──────── Input

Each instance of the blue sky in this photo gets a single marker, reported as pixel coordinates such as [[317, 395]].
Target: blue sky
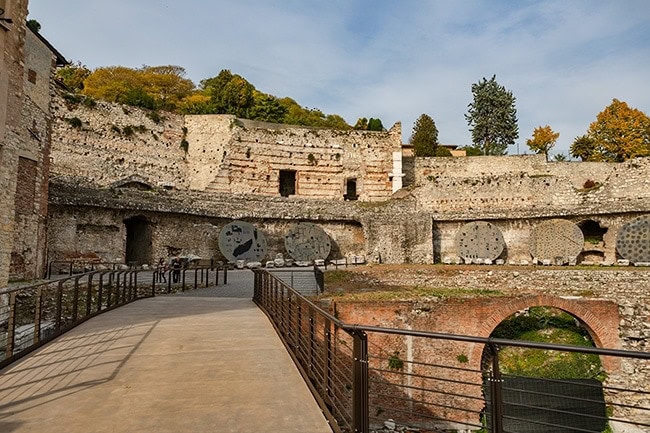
[[563, 60]]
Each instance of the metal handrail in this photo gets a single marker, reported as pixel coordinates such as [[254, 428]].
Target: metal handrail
[[353, 387], [48, 309]]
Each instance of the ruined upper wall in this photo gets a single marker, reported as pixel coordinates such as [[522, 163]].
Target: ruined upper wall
[[529, 186], [101, 152], [224, 154], [240, 156]]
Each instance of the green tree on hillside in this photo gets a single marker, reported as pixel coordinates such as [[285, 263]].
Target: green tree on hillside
[[375, 125], [424, 137], [492, 117], [73, 75], [619, 133], [148, 87], [372, 124], [229, 94], [543, 140], [584, 147], [267, 108], [34, 26]]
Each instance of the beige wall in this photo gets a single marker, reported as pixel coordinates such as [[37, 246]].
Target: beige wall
[[11, 90], [225, 154], [28, 253]]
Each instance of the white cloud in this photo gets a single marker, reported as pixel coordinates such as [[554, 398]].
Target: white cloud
[[563, 61]]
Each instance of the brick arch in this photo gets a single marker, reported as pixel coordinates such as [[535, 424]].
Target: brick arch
[[604, 333]]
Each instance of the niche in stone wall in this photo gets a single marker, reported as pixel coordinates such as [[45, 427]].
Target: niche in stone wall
[[138, 240], [350, 189], [287, 183], [594, 243]]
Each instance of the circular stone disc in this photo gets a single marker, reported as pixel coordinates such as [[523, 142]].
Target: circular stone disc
[[240, 240], [633, 240], [307, 242], [557, 240], [479, 240]]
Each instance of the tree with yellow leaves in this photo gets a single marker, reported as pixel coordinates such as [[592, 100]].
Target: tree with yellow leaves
[[619, 133], [148, 87], [543, 140]]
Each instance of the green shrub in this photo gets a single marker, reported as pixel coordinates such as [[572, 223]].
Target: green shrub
[[394, 362], [185, 145], [154, 116], [75, 122]]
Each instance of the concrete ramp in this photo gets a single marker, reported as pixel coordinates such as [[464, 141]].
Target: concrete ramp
[[166, 364]]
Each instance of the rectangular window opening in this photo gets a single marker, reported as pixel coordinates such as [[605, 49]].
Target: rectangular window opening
[[350, 190], [287, 183]]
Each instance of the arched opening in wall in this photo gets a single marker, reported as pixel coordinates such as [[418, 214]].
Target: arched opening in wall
[[545, 389], [136, 185], [138, 241], [350, 189], [592, 232], [287, 183], [594, 248]]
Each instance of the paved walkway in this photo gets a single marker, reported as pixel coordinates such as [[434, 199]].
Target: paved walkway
[[167, 364]]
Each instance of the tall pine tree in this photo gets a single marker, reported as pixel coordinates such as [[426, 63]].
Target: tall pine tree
[[425, 136], [492, 117]]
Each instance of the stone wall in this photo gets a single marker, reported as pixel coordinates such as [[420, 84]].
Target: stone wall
[[223, 154], [117, 144], [12, 55], [28, 254], [90, 223], [612, 304], [240, 156], [470, 188]]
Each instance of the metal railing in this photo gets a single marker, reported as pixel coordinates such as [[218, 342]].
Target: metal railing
[[363, 376], [81, 266], [307, 281], [173, 280], [31, 316]]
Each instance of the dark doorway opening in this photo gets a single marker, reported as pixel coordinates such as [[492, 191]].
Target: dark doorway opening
[[350, 190], [138, 241], [592, 231], [287, 183]]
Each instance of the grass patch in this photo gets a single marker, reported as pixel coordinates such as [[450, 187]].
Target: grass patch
[[547, 325]]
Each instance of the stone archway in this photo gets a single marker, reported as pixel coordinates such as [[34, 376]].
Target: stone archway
[[138, 240], [600, 322]]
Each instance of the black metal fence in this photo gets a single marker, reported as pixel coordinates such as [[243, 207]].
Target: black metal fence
[[173, 280], [365, 376], [32, 315]]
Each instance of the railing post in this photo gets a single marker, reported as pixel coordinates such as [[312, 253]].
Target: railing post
[[312, 341], [496, 408], [327, 360], [11, 326], [38, 313], [75, 300], [100, 293], [89, 297], [59, 304], [360, 410]]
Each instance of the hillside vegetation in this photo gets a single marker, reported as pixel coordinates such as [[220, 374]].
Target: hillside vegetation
[[167, 88]]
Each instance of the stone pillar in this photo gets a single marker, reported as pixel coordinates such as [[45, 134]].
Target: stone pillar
[[12, 39], [397, 173]]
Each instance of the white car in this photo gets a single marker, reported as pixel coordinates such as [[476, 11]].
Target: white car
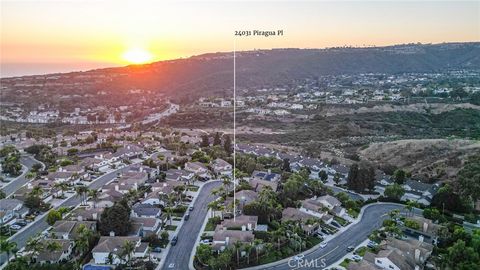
[[298, 257], [15, 227], [356, 258]]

────────────────

The records above must all be output exactly. Omit the images.

**Task result**.
Each instance of the blue sky in this photo gets a single marker, reported as pixel coordinates such as [[317, 395]].
Target: blue sky
[[563, 60]]
Each instance of the metal handrail in this photo gets a single marker, reported as pixel coordinates such as [[254, 428]].
Target: metal handrail
[[353, 387], [48, 309]]
Each instance of the ruined upper wall in this photo gets a single marker, reported as pixel coordinates such as [[522, 163]].
Target: ruined upper wall
[[529, 186], [101, 152], [224, 154], [240, 156]]
Each instance of the green tree on hillside in this photo gets a single marker, reported as pixel coordinates such as [[285, 263]].
Target: green tree on hillside
[[375, 125], [424, 137], [492, 117], [73, 75], [619, 133], [148, 87], [372, 124], [229, 94], [543, 140], [584, 147], [267, 108], [34, 26]]
Each instance of the beige wall in this photo gets a single marker, reported as pixel coordinates such as [[37, 246]].
Target: beige wall
[[11, 90], [225, 154], [28, 253]]
Each instance of the white cloud in this photo gets a single marker, reported as pixel coordinates such as [[554, 398]].
Target: white cloud
[[563, 61]]
Each instance of the brick arch in this photo gets a single marker, reported as pixel coordinates such as [[535, 424]].
Target: brick arch
[[604, 333]]
Each instance of the niche in stone wall in this photo gets a single marker, reported as pixel coordinates such as [[45, 427]].
Target: niche in stone wall
[[138, 240], [350, 189], [287, 183], [594, 243]]
Each instance of the circular stone disc in this photo gets a single marker, reported as pixel coordinates such as [[523, 142]].
Target: circular stone disc
[[240, 240], [633, 240], [307, 242], [557, 240], [479, 240]]
Each instance of the tree with yellow leaves in this photo gets a single marker, reported as pixel coordinates such as [[592, 100]].
Target: tree with yellow leaves
[[619, 133], [148, 87], [543, 140]]
Each instance of the green shrub in this photo gets a single marker, reported as pixel coordinates such as [[572, 223]].
Target: green shrub
[[394, 362], [185, 145], [154, 116], [75, 122]]
Each instance of the concrete ramp in this photo gets a single marker, reported as pixel coordinates such as [[464, 141]].
Target: concrete ramp
[[166, 364]]
Each instance of the rectangular window opening in this photo gets a single marker, reported as pixel coordinates such as [[605, 49]].
Target: rectangular window opening
[[350, 190], [287, 183]]
Each instance of the arched opening in wall in this photo gets a single marker, reported as pixel coordinates such as [[418, 214]].
Target: arched opening in wall
[[545, 389], [136, 185], [138, 241], [350, 189], [592, 232], [287, 183], [594, 248]]
Each instance of the paved walkway in this photo gets a single marker, reported as pixel coordinates such as [[434, 199]].
Target: paved walkway
[[167, 364]]
Each instance of the tall pine tree in this photo gets a single marker, reported as pixel coordinates such as [[426, 63]].
Target: tall pine tree
[[425, 136], [492, 117]]
Each instance of the stone wall in this photo gets a single marker, reported as pixel coordinates such as [[420, 84]].
Target: stone wall
[[223, 154], [117, 144], [12, 55], [28, 254], [90, 223], [612, 304], [240, 156], [470, 188]]
Each instance of the metal railing in this photo gets a single marker, reported as pixel coordinates such as [[218, 342]].
Target: metal railing
[[363, 376], [81, 266], [307, 281], [173, 280], [31, 316]]
Each instance of the dark doorway opening in this photo gets a single marker, reported as pixel coordinates such as [[492, 191]].
Target: dark doorway opening
[[350, 190], [138, 241], [592, 231], [287, 183]]
Each instance of the grass patch in this photo gets a single marker, reported as pixel coordinates such as [[450, 187]].
Target: grass patch
[[547, 325]]
Each instance of the stone archway in this photo gets a single marker, reported as pixel coordinates such as [[34, 376]].
Target: stone archway
[[138, 240], [600, 322]]
Each instance of the black metal fence in this photo gets a single marker, reported as pixel coordinates such as [[243, 207]].
Target: black metal fence
[[173, 280], [365, 376], [32, 315]]
Each instance of the railing post in this photo gets a single marker, reported as pixel coordinates such as [[312, 253]].
Target: railing post
[[312, 341], [496, 408], [327, 360], [11, 326], [38, 313], [75, 300], [100, 293], [89, 297], [59, 304], [360, 410]]
Each instance of the hillside vegetation in this photo gets a single marker, reported as pixel coordinates such as [[220, 374]].
Target: hillside vegetation
[[167, 88]]
Each instance of the stone pillar in this photo gets a single marker, reported as pixel coordinates such as [[45, 134]].
Target: stone pillar
[[12, 39], [397, 173]]
Each instance of the white car in this photo gets a single marker, reported as pixel coordinates such as [[476, 11]].
Target: white car
[[298, 257], [15, 227], [356, 258]]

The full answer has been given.